───── The data

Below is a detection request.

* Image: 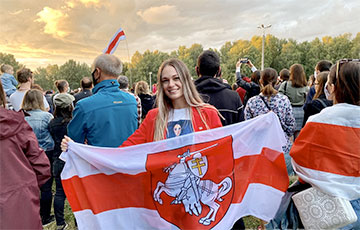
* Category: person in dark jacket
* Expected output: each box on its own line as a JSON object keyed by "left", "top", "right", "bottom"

{"left": 304, "top": 60, "right": 332, "bottom": 108}
{"left": 0, "top": 82, "right": 51, "bottom": 229}
{"left": 195, "top": 50, "right": 244, "bottom": 126}
{"left": 49, "top": 93, "right": 75, "bottom": 229}
{"left": 135, "top": 80, "right": 155, "bottom": 120}
{"left": 74, "top": 77, "right": 93, "bottom": 105}
{"left": 235, "top": 59, "right": 261, "bottom": 106}
{"left": 303, "top": 71, "right": 333, "bottom": 125}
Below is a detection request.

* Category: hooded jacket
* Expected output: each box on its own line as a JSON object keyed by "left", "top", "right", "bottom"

{"left": 0, "top": 107, "right": 51, "bottom": 229}
{"left": 195, "top": 75, "right": 244, "bottom": 126}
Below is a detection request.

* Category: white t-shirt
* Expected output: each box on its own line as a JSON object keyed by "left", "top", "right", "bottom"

{"left": 9, "top": 90, "right": 50, "bottom": 111}
{"left": 166, "top": 108, "right": 194, "bottom": 139}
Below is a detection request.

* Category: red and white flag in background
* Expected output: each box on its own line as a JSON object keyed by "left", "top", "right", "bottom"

──────────

What to do: Identify each line in the records above that contains the word "white", and copy it out in full.

Solution:
* Category: white t-shirt
* Category: red and white flag in background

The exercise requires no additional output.